EXERCISE MATERIAL →
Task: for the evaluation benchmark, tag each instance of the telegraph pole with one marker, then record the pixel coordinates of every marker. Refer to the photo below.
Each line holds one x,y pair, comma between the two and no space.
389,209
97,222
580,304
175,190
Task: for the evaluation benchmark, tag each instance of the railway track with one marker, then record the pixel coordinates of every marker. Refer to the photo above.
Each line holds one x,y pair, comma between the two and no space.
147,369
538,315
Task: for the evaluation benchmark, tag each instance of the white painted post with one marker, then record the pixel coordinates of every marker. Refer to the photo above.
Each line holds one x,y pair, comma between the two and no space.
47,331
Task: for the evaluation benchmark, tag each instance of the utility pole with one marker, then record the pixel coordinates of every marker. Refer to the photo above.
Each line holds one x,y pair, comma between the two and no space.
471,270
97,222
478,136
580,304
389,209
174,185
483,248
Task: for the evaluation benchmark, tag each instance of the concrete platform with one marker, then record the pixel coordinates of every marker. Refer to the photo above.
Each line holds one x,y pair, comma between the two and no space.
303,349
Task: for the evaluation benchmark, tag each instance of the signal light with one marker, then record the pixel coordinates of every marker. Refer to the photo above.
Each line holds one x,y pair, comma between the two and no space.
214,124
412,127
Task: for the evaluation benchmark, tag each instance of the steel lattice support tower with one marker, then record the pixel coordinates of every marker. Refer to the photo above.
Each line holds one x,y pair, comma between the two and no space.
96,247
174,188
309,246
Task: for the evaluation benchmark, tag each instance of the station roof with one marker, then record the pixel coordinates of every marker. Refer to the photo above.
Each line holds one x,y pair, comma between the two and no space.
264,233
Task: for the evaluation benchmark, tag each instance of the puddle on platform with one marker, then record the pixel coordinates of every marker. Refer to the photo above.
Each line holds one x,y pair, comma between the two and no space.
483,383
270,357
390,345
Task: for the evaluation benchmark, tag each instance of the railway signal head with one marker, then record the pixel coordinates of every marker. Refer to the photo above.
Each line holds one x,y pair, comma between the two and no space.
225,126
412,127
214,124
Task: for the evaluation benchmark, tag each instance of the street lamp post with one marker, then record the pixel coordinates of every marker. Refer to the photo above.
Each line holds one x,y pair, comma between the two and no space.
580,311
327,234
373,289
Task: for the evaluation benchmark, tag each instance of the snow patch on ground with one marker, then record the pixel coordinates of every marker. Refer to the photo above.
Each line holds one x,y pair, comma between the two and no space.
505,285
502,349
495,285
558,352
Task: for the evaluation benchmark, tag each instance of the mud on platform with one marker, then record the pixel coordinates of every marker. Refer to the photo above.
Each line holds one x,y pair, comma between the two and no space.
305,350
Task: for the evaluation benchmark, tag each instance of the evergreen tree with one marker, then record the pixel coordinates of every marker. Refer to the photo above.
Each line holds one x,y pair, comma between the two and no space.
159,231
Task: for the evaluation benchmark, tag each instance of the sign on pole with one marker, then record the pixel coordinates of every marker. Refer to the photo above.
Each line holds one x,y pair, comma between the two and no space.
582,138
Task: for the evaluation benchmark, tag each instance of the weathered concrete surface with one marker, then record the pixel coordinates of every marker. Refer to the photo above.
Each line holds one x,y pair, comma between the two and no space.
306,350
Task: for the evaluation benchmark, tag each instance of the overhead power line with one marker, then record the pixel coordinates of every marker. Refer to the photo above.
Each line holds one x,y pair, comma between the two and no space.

WORK INSTRUCTIONS → Can you print the lines above exactly as they appear, covering all the records?

THE REPLY →
Task: for the evaluation benchmark, tag each instance of the telegraph pole with one marker, then record the pixel coordinates of every marker. Refer to the photo below.
Each line holds one x,y pair, comma between the two and no space.
389,209
97,222
580,304
175,190
Task: for the evaluation benchmark, tag each instance of the railway track with one marker, then record the pixel coordinates of every marker. Refer to the photo above.
Each line holds one x,y pair, comma between the two and no space.
147,369
538,315
Task: for the evaluation benchmark, tag each instance of the white painted post with one marker, then record the pixel coordinates of every marker. Refer to the photo above.
Each line holds one x,y pair, comma between the two and no space.
47,331
Task: for the evaluation benchmark, tag each instance of the utility pole with one marker, then record the pixel coordinates of every marker. Refer to the photo above.
Each line holds one x,y pair, comma between the two and no space.
471,270
97,222
478,136
580,304
389,209
174,185
483,248
Task: for the evaluation benchmark, tag each instance of the concrete platform with one marker, then record the pixel coordinates of every marker. Refer to the photo above.
Each line holds one x,y pair, comma between the two and no space.
303,349
Task: for the evaluation benchmark, tag each instance of the signal light with one marker, then record the pixel coordinates of every marker. Refer to the photo above.
Each line holds one x,y pair, comma between the two and no space.
214,124
412,127
Task: for the evaluation benchmark, tag each instance of the steel lattice support tower with one marker, then record the pixel coordinates of every marker. Refer to the photo above.
Each line holds one x,y pair, comma between the two and no space.
96,247
174,188
309,246
Task: for the evaluation benchmark, tag each instance of the station roof with one marker, then record the pixel coordinates of every marker. Refer to the photo above.
Each line holds one x,y pair, comma between the two and no space.
264,233
Task: for the evaluation benchmark, tag each instance of the puddle on platform with one marker, then record the pixel coordinates of every marker. Refer to the photo above.
Each line holds one x,y pair, comma between the two and no space.
483,383
270,357
390,345
Task: for the evaluation benchmark, tag each instance of the railway signal head with one marker, then record the pixel coordinates of every marker. Refer to the photo above.
Each line holds one x,y pair, comma between the two and no space.
225,126
412,127
214,124
Task: for the evaluation benchmark, tag each instance of the street lamp post with one marker, then record the pixel coordinates of every marker. Refer to the photo above.
Each line holds one x,y pair, comma between the two and no space.
580,311
327,234
373,289
Task: for the evaluation benchmark, tag each instance of the snow patch on ground with one marker, then record the pixel coordinates of every marker. Refer to the photo above.
Each line holds one x,y pair, comma between the two and no space.
505,285
502,349
495,285
558,352
Task: for the evaluation benchmark, tag each instance of the mud on platform with one marker, then record the pixel coordinates of every marker. Refer to the photo above.
Each line holds one x,y pair, comma between the two and no space.
305,350
Task: for the evaluation benchmark, tag each instance of the evergreen tree with one marker, then record the pixel coordinates of every marker. Refer to the photo above.
Each line holds one x,y pair, comma between the two and no space.
159,231
Task: for the evaluation benchmark, tag each instance of the sign on pole with one marker, then record the pixel coordinates of every marker. Refer to the photo above.
Each line holds one x,y pair, comma between the two and no space.
582,138
Task: for the evaluation benchmark, tag each instance of the weathered concrete surface with one marker, then record the pixel coordinates of every marker. Refer to the photo above.
Each line holds one x,y pair, comma between the two and no space.
306,350
Task: for the evaluation benchmark, tag each instance of the overhead power line with one marker, then record the pixel coordinates of every marker. Refer to the photo above.
Each line holds one x,y pair, comma between the two and no space.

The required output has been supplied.